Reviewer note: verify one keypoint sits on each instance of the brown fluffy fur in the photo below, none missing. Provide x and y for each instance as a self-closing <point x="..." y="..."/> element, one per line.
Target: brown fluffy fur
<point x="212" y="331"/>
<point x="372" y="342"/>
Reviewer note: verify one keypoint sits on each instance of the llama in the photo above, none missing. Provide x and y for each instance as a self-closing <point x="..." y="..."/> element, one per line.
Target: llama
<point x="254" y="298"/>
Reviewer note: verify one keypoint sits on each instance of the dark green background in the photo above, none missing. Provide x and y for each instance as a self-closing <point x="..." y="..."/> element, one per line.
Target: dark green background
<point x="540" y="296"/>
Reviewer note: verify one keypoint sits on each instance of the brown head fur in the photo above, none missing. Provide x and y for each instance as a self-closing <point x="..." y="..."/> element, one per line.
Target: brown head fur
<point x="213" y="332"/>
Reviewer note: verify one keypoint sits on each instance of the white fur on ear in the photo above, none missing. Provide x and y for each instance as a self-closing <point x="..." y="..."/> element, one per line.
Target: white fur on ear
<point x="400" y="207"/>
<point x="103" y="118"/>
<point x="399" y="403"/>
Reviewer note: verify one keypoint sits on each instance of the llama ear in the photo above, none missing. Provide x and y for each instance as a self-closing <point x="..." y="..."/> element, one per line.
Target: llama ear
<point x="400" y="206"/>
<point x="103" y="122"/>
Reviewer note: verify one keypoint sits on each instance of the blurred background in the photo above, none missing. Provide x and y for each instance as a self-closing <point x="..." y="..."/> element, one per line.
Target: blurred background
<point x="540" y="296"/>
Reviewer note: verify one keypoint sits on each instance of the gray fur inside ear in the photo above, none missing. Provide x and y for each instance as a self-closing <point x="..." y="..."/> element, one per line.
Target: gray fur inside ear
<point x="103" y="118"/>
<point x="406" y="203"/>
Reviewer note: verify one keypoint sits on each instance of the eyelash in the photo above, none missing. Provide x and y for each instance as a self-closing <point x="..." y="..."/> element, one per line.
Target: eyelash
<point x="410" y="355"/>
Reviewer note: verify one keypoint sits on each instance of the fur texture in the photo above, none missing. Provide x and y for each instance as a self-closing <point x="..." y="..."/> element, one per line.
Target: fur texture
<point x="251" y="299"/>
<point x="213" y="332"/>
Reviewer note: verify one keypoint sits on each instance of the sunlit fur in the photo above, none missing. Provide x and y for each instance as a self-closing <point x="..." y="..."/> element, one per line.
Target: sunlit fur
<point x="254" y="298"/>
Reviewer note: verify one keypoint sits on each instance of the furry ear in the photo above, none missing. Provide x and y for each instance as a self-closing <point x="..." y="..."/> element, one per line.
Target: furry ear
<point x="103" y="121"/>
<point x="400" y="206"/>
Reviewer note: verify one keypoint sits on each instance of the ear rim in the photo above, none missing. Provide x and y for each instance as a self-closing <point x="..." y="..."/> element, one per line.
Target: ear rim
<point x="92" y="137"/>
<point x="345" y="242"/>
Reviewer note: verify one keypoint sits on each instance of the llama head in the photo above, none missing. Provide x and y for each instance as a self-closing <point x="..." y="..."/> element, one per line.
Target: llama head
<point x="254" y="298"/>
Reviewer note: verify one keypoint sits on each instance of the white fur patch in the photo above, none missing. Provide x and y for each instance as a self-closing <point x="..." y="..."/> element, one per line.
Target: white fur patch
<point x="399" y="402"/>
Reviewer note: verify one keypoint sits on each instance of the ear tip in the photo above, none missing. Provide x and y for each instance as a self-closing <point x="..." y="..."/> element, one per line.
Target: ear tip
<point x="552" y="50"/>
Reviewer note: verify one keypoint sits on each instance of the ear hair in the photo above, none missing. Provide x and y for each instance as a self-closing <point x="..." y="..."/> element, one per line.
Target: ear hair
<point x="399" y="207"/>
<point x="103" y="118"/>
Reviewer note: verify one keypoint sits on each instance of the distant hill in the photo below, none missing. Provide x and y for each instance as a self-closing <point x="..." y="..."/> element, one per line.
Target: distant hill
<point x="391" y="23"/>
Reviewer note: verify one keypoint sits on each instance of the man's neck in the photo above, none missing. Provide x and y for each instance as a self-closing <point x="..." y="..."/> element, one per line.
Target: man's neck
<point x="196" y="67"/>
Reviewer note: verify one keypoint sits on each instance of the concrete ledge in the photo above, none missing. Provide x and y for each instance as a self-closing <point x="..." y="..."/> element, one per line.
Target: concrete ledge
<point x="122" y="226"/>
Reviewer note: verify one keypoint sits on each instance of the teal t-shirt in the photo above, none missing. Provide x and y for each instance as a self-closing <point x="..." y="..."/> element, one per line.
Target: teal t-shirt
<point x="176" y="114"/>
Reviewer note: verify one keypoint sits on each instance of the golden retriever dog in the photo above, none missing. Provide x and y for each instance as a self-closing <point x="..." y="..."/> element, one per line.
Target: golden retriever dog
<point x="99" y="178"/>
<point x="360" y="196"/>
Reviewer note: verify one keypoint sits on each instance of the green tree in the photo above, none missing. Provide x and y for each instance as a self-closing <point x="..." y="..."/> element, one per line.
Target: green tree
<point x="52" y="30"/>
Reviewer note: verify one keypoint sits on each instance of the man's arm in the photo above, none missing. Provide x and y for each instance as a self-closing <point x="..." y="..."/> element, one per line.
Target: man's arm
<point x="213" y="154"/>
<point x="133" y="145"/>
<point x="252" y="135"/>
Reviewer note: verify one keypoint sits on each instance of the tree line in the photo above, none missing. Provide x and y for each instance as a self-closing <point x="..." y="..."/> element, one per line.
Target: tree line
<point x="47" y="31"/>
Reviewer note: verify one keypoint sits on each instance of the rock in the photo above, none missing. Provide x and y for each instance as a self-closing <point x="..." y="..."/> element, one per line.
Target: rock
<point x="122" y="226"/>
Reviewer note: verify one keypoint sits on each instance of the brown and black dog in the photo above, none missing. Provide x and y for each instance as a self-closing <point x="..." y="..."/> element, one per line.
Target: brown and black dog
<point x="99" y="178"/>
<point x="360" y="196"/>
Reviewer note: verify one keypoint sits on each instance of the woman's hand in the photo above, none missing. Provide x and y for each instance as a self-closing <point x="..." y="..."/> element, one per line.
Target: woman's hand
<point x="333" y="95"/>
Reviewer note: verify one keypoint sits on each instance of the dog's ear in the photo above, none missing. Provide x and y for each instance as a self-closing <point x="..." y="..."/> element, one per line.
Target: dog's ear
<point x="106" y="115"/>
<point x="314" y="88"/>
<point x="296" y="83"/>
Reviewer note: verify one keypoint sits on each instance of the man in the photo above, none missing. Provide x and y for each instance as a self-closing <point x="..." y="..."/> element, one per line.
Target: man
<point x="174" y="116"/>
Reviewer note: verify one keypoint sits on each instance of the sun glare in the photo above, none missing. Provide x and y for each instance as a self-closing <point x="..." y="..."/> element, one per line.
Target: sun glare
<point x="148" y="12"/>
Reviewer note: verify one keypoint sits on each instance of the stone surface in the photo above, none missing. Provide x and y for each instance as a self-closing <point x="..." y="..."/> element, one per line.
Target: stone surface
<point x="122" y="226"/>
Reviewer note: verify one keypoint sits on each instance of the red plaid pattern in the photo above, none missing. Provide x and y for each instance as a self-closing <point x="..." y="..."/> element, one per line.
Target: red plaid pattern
────────────────
TASK DETAILS - Rescale everything from the line containing "the sun glare" down to the end of the material, reproducing each line, requests included. Multiply every x and y coordinate in the answers by 2.25 and round it to a whole number, with halves rounded up.

PROBLEM SOLUTION -
Reviewer note: verify one keypoint sits on each instance of the sun glare in the photo above, none missing. Provide x and y for each instance as a self-closing <point x="..." y="..."/> element, one per line.
Target: sun glare
<point x="333" y="27"/>
Reviewer note: verify one keypoint sits on each instance of the stone surface in the photo above, none missing. Provide x and y for each instance as a self-closing <point x="..." y="..."/> element, one per line.
Target: stone surface
<point x="275" y="509"/>
Reviewer note: verify one keypoint sits on each instance of the red plaid pattern in the photo above, none missing. Provide x and y for each instance as a self-closing <point x="..." y="..."/> element, one per line.
Target: red plaid pattern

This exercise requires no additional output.